[Start of Excerpted records]

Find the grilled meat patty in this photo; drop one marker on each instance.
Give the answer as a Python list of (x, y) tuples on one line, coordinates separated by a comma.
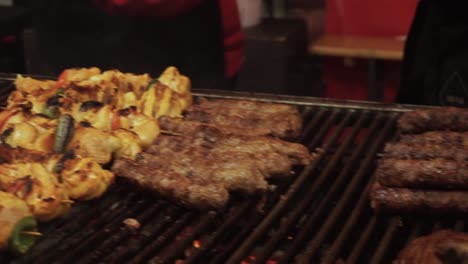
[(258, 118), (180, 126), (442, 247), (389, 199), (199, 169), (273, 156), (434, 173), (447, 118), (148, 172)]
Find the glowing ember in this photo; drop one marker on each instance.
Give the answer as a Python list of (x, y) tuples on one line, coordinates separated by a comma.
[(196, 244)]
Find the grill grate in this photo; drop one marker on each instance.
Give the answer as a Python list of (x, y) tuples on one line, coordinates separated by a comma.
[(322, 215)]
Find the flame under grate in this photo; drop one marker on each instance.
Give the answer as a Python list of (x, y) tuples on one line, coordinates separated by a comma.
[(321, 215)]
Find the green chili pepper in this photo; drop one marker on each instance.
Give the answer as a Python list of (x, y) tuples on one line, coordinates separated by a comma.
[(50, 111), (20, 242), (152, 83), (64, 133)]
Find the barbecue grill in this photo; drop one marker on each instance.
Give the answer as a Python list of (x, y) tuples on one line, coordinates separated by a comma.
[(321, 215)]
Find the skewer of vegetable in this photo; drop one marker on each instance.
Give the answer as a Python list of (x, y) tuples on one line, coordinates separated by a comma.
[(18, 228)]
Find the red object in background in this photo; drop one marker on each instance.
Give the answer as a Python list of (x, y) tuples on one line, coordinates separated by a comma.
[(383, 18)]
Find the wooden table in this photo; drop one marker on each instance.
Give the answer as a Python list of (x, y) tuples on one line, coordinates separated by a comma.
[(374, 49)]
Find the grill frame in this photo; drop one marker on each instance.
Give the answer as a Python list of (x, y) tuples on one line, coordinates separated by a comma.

[End of Excerpted records]

Copy all of the material above word for word, but leave out the pictures.

Exercise answer:
Find the grilled meat patty in this photo; drop one marker on each instance.
Give the answer as a Python list of (x, y) tuples on one line, coordinates separated by a comma.
[(258, 118), (180, 126), (442, 247), (389, 199), (199, 169), (273, 156), (434, 173), (447, 118), (148, 172)]
Find the glowing ember in this photo; drop one marker on each instance.
Give the answer as a Python list of (x, y) tuples on one line, coordinates separated by a comma.
[(196, 244)]
Find the grill grate in this photo; drop one marker on each instance.
Give the answer as a Python list of (x, y) tuples on one line, coordinates separated by a comma.
[(322, 215)]
Find the flame under grate in this photo; drop one marker on each instance.
Give the answer as a Python list of (x, y) tuples on one line, coordinates separated by a comma.
[(321, 215)]
Find the green chili pepper in this photo; drop one marker on each instance.
Give the answer as a Python list of (x, y) tuples on one line, coordinates separated by a comma.
[(50, 111), (20, 242), (152, 83), (64, 133)]
Find the barbecue grill in this photo; drop one marker on each instance.
Give the answer as a Python list of (x, y) tuples on one line, coordinates separated by a comma.
[(321, 215)]
Find the skewer of vegetable in this photo; drop one marker on each instance.
Give the answer as a Python list of (x, y) tuples on one line, coordinates separated by a comma.
[(18, 228)]
Find the red object in background in this photo; drop one marker on each instance.
Give the answer as a Python list of (x, y) tuples on one line, coordinates separated by a comma.
[(383, 18)]
Find the wooden table in this photo; drop one marker on each instance.
Give the answer as a Python list of (x, y) tuples on one line, coordinates separated by a comma.
[(374, 49)]
Find the grill frame in this photo; drop one marker on each instance.
Give the answer as a Python list of (x, y) tuples on one line, coordinates separated by a comma.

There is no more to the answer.